PROMPT: Give only the number of lines in the data below that contain the word "report", counting only matches with the same case.

MATERIAL PROVIDED:

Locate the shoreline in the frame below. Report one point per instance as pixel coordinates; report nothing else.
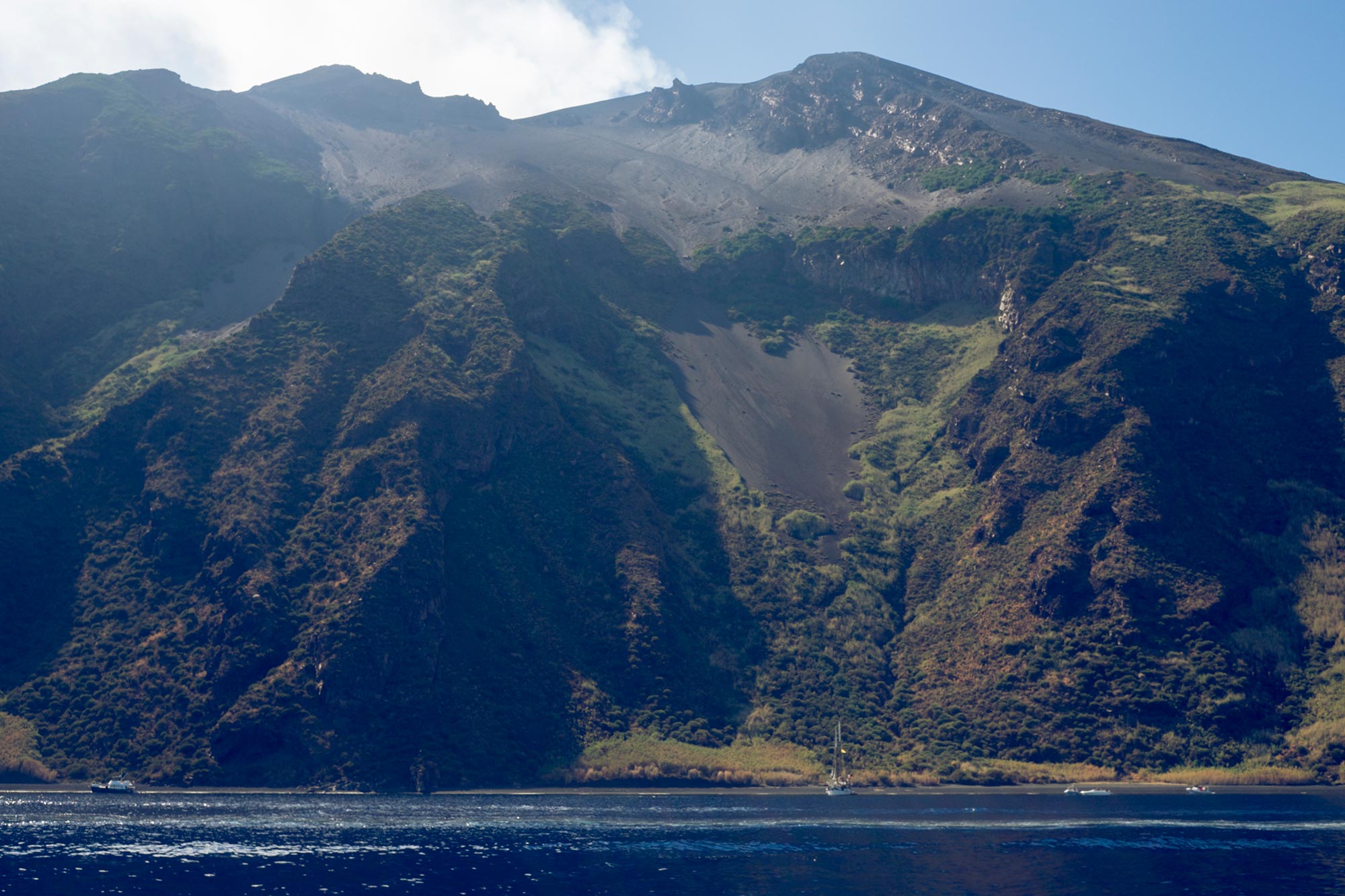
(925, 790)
--
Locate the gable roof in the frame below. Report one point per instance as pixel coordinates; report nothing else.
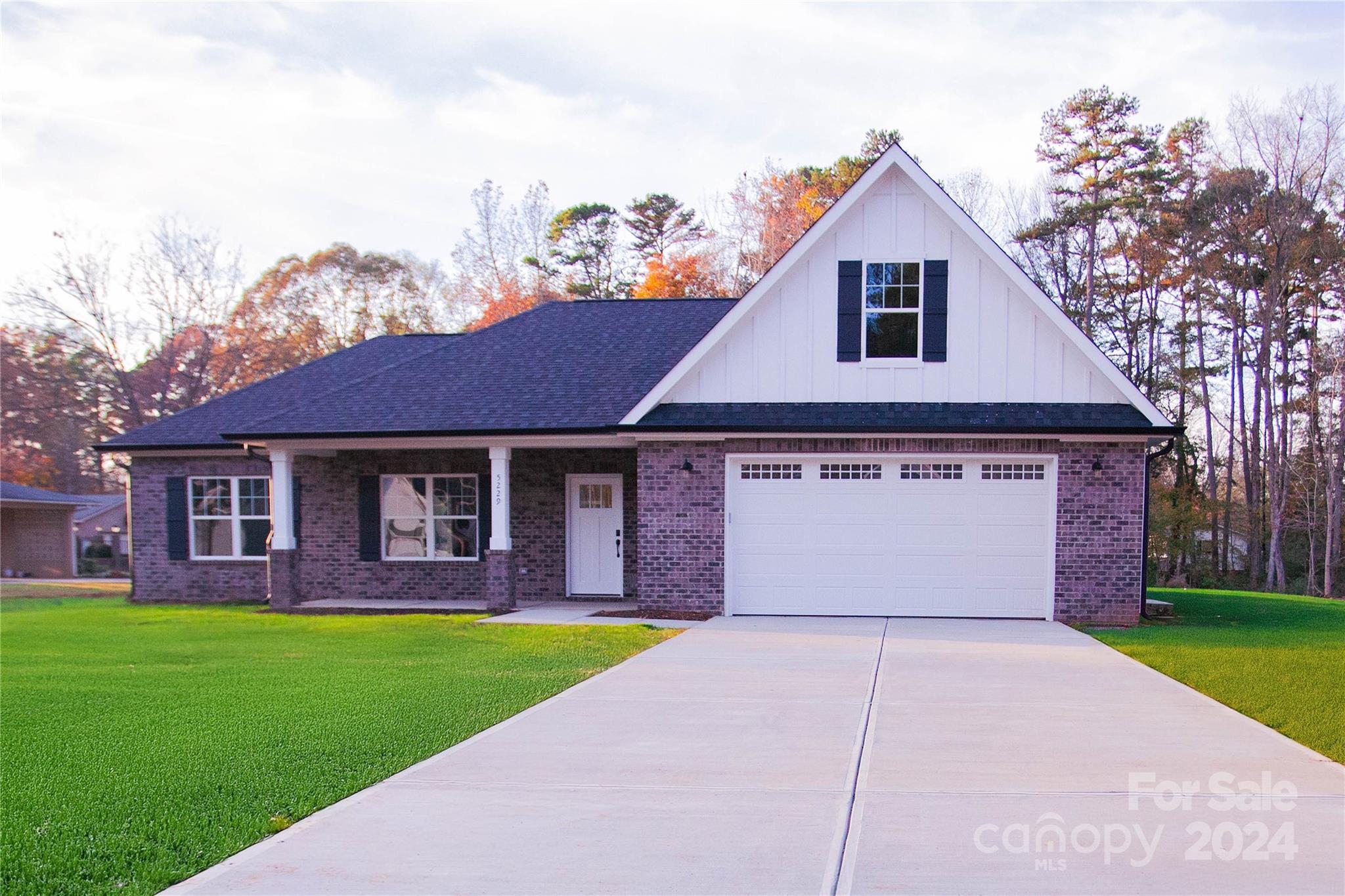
--
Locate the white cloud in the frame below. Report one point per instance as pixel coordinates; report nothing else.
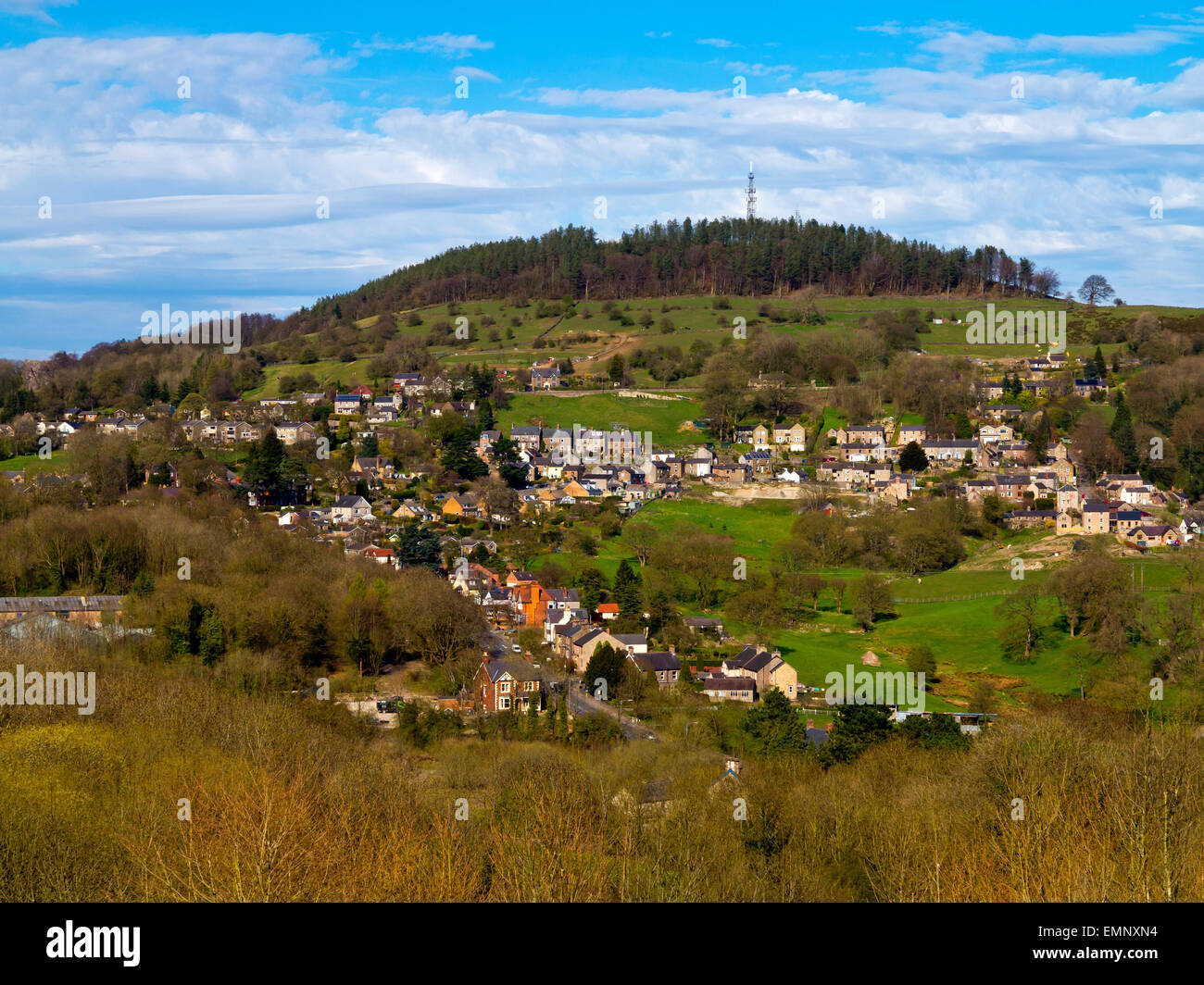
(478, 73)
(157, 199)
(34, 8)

SOLVED PROBLEM: 3